(Entries for bounding box labeling)
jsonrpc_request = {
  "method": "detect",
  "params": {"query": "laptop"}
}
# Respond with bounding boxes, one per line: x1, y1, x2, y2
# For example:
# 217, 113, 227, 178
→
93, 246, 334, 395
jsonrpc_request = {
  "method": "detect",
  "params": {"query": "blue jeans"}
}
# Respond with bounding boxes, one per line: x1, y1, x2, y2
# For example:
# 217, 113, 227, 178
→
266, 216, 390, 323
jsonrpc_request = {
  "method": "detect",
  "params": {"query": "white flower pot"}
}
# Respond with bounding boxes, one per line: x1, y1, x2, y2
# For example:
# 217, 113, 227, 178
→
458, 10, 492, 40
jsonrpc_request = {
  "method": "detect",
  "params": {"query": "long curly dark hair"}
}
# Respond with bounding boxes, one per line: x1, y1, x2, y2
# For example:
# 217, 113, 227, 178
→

**Set exercise**
Rename "detect" to "locate" throughout all the entries above, keeping every other line the same.

**Problem solution**
jsonrpc_request = {
  "method": "locate",
  "params": {"query": "laptop"}
}
# Respond with bounding boxes, one per line: x1, y1, x2, y2
# For example:
# 217, 113, 227, 178
→
93, 246, 334, 395
jsonrpc_request = {
  "method": "locate",
  "params": {"query": "blue jeans"}
}
# Respond with bounding boxes, one per line: x1, y1, x2, y2
# For example:
# 217, 113, 227, 178
→
266, 216, 390, 323
jsonrpc_request = {
  "method": "locate",
  "params": {"query": "white flower pot"}
}
# Respond with bounding boxes, one per line: x1, y1, x2, y2
# For example:
# 217, 113, 227, 178
→
458, 10, 492, 40
jsonrpc_request = {
  "method": "locate",
  "params": {"query": "long curly dark hair"}
}
# Respond with bounding boxes, one per line: x1, y1, x2, y2
# For example:
# 217, 113, 227, 178
→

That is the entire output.